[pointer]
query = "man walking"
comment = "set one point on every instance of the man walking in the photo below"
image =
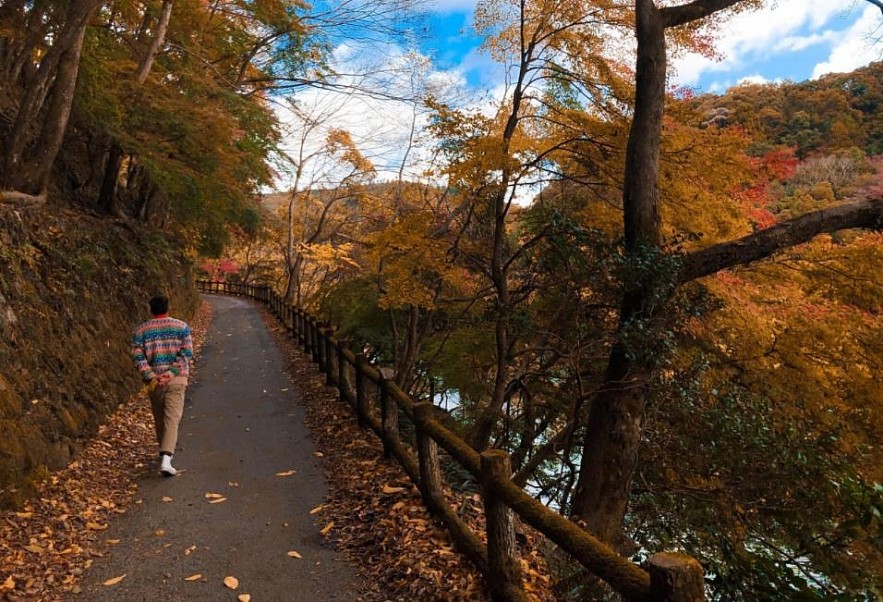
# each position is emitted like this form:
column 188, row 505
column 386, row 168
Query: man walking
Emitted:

----

Rewrite the lines above, changing "man walking" to "person walking" everywhere and keeping everything else the same. Leave the pictures out of your answer.

[pointer]
query = "person walking"
comment = "set one point on every instance of the person walking in the photo below"
image =
# each position is emitted like this form:
column 188, row 505
column 386, row 168
Query: person walking
Emitted:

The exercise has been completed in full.